__ACTIVITY__:
Which lines run from the line with "the even-odd rule" to the end of the entries? Write out exactly those, leaving out the pictures.

START EXTRACTED INFORMATION

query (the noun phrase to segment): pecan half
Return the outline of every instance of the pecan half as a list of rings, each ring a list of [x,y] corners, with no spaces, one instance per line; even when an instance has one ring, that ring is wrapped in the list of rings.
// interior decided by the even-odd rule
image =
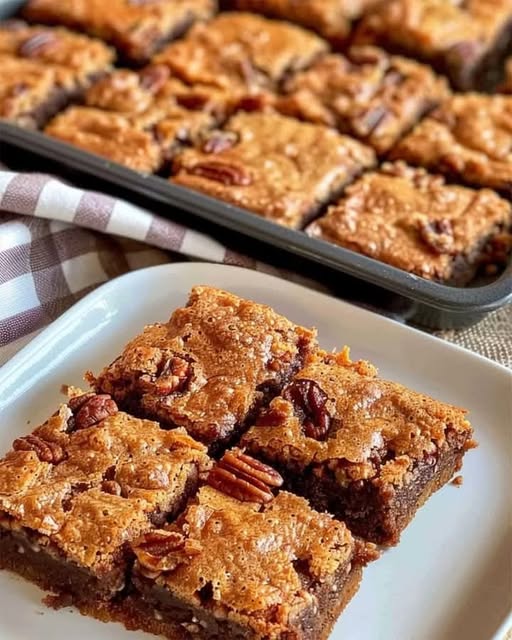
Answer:
[[[12,448],[14,451],[34,451],[41,462],[58,464],[65,458],[64,451],[60,444],[48,442],[35,435],[17,438],[13,442]]]
[[[207,483],[241,502],[270,502],[271,487],[280,487],[283,478],[275,469],[240,451],[228,451],[210,471]]]
[[[27,23],[23,20],[16,20],[11,18],[10,20],[2,21],[2,31],[21,31],[27,28]]]
[[[158,573],[174,571],[201,553],[201,543],[177,531],[157,529],[144,534],[133,550],[141,568]]]
[[[421,239],[436,253],[451,253],[453,251],[453,227],[447,218],[428,220],[418,219],[418,231]]]
[[[146,91],[158,93],[171,75],[169,67],[163,64],[152,64],[139,74],[139,83]]]
[[[79,396],[79,398],[81,397],[83,396]],[[87,398],[79,405],[78,410],[73,412],[74,416],[68,420],[68,431],[87,429],[105,420],[105,418],[113,416],[117,412],[117,404],[108,394],[93,394],[92,397]]]
[[[95,395],[94,391],[88,391],[87,393],[82,393],[81,396],[73,396],[68,400],[68,407],[73,413],[76,413],[87,400],[94,398]]]
[[[227,162],[200,162],[187,168],[187,172],[228,186],[246,187],[252,184],[252,177],[243,167]]]
[[[183,391],[190,380],[191,374],[192,367],[190,362],[180,356],[173,356],[164,361],[153,387],[156,393],[162,396]]]
[[[327,411],[327,394],[314,380],[295,380],[283,391],[283,398],[291,402],[296,415],[301,419],[308,438],[323,440],[331,426]]]
[[[233,131],[215,131],[203,144],[205,153],[221,153],[234,147],[238,136]]]
[[[112,496],[121,495],[121,485],[115,480],[103,480],[101,483],[101,490],[105,493],[110,493]]]
[[[25,58],[37,58],[55,47],[57,43],[58,38],[53,31],[38,31],[20,44],[18,54]]]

END EXTRACTED INFORMATION

__TASK OUTPUT__:
// interior decided by the even-odd rule
image =
Answer:
[[[12,448],[14,451],[34,451],[41,462],[58,464],[65,458],[64,451],[60,444],[48,442],[35,435],[17,438],[13,442]]]
[[[207,483],[241,502],[270,502],[271,487],[280,487],[283,478],[275,469],[240,451],[228,451],[210,471]]]
[[[27,23],[23,20],[16,20],[11,18],[10,20],[2,21],[2,31],[21,31],[27,28]]]
[[[158,573],[174,571],[201,553],[201,543],[177,531],[157,529],[144,534],[133,550],[141,568]]]
[[[421,239],[436,253],[451,253],[453,251],[453,227],[447,218],[428,220],[418,219],[418,231]]]
[[[146,91],[158,93],[171,75],[169,67],[163,64],[152,64],[139,74],[139,83]]]
[[[79,396],[79,398],[81,397],[83,396]],[[87,398],[79,405],[78,410],[73,412],[74,416],[68,420],[68,431],[87,429],[105,420],[105,418],[113,416],[117,412],[117,404],[108,394],[93,394],[92,397]]]
[[[95,395],[94,391],[88,391],[87,393],[82,393],[81,396],[73,396],[68,400],[68,407],[73,413],[76,413],[87,400],[94,398]]]
[[[227,162],[200,162],[187,168],[187,172],[228,186],[246,187],[252,184],[252,177],[243,167]]]
[[[183,391],[190,380],[191,374],[192,367],[190,362],[180,356],[173,356],[164,361],[153,387],[156,393],[162,396]]]
[[[327,411],[327,394],[314,380],[295,380],[283,391],[283,398],[291,402],[296,415],[301,419],[308,438],[323,440],[331,426]]]
[[[233,131],[215,131],[203,144],[205,153],[221,153],[234,147],[238,136]]]
[[[112,496],[121,495],[121,485],[115,480],[103,480],[101,483],[101,490],[105,493],[110,493]]]
[[[25,58],[37,58],[55,47],[57,43],[58,38],[53,31],[38,31],[20,44],[18,54]]]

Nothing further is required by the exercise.